**Documento:**

━━━━━━━━━━

La vita scorre placida a Inverary, lenta e limacciosa come acqua di
palude. Mabel Carpenter vive un'angoscia silenziosa mentre i giorni si
inseguono pigri... È sempre uguale? Si ripete all'infinito questa stessa
recita di ogni giorno? Non è una personale ossessione la sua, perché
c'è qualcosa di strano nelle nebbie del paese. Qual è il segreto che il
dottor Hicks nasconde tra i suoi alambicchi? Perché nessuno nasce e
nessuno muore nell'eterna quiete di Inverary?
Primo viaggio
di Dylan nella Zona del Crepuscolo, il confine ove regna l’illusione che la
morte si possa fermare, l’ultimo alito di vita dilatato all’infinito. Sclavi
svela le carte fin dal prologo, un classico destinato a ripetersi nei sequel (evitabili)

━━━━━━━━━━

**Esercizio da svolgere:**
Ricopia per intero il testo qui sopra su Inverary, senza cambiare nulla.

**Contenuto dei dati:**
━━━━━━━━━━

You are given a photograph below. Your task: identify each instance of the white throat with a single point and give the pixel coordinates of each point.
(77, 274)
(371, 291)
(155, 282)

━━━━━━━━━━

**Soluzione:**
La vita scorre placida a Inverary, lenta e limacciosa come acqua di
palude. Mabel Carpenter vive un'angoscia silenziosa mentre i giorni si
inseguono pigri... È sempre uguale? Si ripete all'infinito questa stessa
recita di ogni giorno? Non è una personale ossessione la sua, perché
c'è qualcosa di strano nelle nebbie del paese. Qual è il segreto che il
dottor Hicks nasconde tra i suoi alambicchi? Perché nessuno nasce e
nessuno muore nell'eterna quiete di Inverary?
Primo viaggio
di Dylan nella Zona del Crepuscolo, il confine ove regna l’illusione che la
morte si possa fermare, l’ultimo alito di vita dilatato all’infinito. Sclavi
svela le carte fin dal prologo, un classico destinato a ripetersi nei sequel (evitabili)